>> begin EXERCISE INPUT

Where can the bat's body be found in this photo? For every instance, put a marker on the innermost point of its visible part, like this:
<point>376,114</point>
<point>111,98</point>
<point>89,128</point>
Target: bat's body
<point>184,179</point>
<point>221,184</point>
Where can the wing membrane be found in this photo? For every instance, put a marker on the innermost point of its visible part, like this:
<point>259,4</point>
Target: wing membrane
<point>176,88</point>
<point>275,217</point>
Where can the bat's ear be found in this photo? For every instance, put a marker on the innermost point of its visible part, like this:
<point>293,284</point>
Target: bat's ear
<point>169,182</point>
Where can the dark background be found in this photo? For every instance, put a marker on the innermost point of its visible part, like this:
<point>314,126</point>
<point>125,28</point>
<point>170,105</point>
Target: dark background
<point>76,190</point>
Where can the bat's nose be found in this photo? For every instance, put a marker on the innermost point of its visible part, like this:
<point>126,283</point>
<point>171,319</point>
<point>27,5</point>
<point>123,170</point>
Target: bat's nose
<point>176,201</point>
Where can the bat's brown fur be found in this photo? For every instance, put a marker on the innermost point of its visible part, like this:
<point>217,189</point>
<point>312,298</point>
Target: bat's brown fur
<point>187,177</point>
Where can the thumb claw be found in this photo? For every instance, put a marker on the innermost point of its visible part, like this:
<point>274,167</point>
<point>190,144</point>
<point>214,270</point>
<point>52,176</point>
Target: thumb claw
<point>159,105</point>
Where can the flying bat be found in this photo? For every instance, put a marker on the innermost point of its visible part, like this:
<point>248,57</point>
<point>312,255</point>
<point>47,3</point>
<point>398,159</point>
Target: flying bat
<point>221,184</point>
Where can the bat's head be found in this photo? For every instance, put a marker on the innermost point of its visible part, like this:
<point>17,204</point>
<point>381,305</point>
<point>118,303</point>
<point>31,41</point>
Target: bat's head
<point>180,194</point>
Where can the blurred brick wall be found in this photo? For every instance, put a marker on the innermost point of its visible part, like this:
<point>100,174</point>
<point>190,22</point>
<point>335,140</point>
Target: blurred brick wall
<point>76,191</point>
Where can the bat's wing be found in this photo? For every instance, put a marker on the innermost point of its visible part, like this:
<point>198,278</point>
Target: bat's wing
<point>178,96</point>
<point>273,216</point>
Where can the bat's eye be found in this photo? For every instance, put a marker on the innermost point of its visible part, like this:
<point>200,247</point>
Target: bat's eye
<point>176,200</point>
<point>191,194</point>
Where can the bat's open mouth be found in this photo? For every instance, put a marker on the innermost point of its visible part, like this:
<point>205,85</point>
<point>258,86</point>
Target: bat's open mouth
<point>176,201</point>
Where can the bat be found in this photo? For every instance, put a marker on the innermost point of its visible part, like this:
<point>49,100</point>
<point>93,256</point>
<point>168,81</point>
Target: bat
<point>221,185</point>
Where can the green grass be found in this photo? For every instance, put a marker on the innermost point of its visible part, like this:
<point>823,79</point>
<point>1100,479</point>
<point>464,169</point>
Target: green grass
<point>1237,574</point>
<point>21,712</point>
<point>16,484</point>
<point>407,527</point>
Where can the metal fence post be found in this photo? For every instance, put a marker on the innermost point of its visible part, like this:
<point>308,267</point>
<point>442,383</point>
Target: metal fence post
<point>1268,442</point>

>> end EXERCISE INPUT

Put the lines of the records into a JSON list of strings, one string per line and no blank lines, starting at the line that contains "Where can the green" and ending with the last line of the records, both included.

[
  "Where can the green grass be found in this photo? For every instance, put a marker on the innermost point of its visible part, like this:",
  "<point>823,79</point>",
  "<point>1100,479</point>",
  "<point>464,169</point>",
  "Target: green grass",
  "<point>1237,574</point>",
  "<point>21,712</point>",
  "<point>16,484</point>",
  "<point>407,527</point>",
  "Where can the metal fence post be found in this photo? For every instance, put a marker on the innermost point of its visible part, like this:",
  "<point>308,267</point>",
  "<point>442,383</point>",
  "Target: metal fence post",
  "<point>1268,442</point>"
]